Культурный слой
№ 24 (024), 9 декабря 2016 г.

«Но внутренней своей войны я не проигрывал ни разу»

Александр Чесноков о поэзии и мастерстве жить

«Но внутренней своей войны я не проигрывал ни разу»
Александр Чесноков родился в 1957 году в г. Горьком. Работал на заводе слесарем. После армии вернулся на завод. В 1992 году закончил филфак педагогического института. В девяностые работал продавцом, заведующим склада, менеджером, делал пельмени, занимался извозом бутылочного пива. Двадцать лет назад пришёл в фирму «Сдобнов» замерщиком металлических дверей. Сейчас ведущий специалист в этой фирме, работает в офисе, который одновременно является выставочным залом. Член Союза российских писателей. Автор четырёх поэтических книг.

Приведённые строки —

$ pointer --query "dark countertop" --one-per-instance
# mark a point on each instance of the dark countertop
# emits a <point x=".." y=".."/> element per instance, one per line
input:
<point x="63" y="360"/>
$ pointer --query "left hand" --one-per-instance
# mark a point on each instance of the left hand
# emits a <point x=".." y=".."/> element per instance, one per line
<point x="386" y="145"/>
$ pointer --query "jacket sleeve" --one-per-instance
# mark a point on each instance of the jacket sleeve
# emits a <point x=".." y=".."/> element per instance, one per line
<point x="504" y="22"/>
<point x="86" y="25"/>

Короткое задание 1 —
Замените в тексте об Александре Чеснокове «слесарем» на «токарем» и приведите отрывок, который открывается словами «Александр Чесноков родился» и заканчивается словами «четырёх поэтических книг.».
Короткое задание 2 —
Продолжите текст об Александре Чеснокове, начав сразу после его последнего предложения.
Строки здесь никакой роли не играют.

Результат задания 1 —
Александр Чесноков родился в 1957 году в г. Горьком. Работал на заводе токарем. После армии вернулся на завод. В 1992 году закончил филфак педагогического института. В девяностые работал продавцом, заведующим склада, менеджером, делал пельмени, занимался извозом бутылочного пива. Двадцать лет назад пришёл в фирму «Сдобнов» замерщиком металлических дверей. Сейчас ведущий специалист в этой фирме, работает в офисе, который одновременно является выставочным залом. Член Союза российских писателей. Автор четырёх поэтических книг.

Результат задания 2 —
— Александр, мы знакомы давно, и ты для меня всегда был интересен как поэт и человек мастеровой, многогранный на человеческом пути. Очень добрый, тонкий, что называется, — лиричный, грустноглазый, а в чём-то совершенно несгибаемый, крепкий, просто железных дел мастер. Вытачивающий и выковывающий самого себя. И — меняющийся, стремящийся к совершенству. «Река по имени Мастер»… Мне всегда интересны истоки: когда и как к тебе пришло личное открытие слова как искусства, как силы, которой хотелось бы овладеть? Когда и как началось сознательное чтение?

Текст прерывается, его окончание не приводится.